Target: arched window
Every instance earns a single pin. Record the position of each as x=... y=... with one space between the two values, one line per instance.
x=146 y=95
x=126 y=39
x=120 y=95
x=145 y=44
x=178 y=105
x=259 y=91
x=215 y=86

* _Task requirements_
Please copy every one of the records above, word for word, with nothing left out or changed.

* _Full response_
Target: arched window
Every instance earns a single pin. Record the position of each as x=... y=... with one space between the two values, one line per instance.
x=146 y=95
x=126 y=39
x=120 y=95
x=145 y=44
x=178 y=105
x=259 y=91
x=215 y=86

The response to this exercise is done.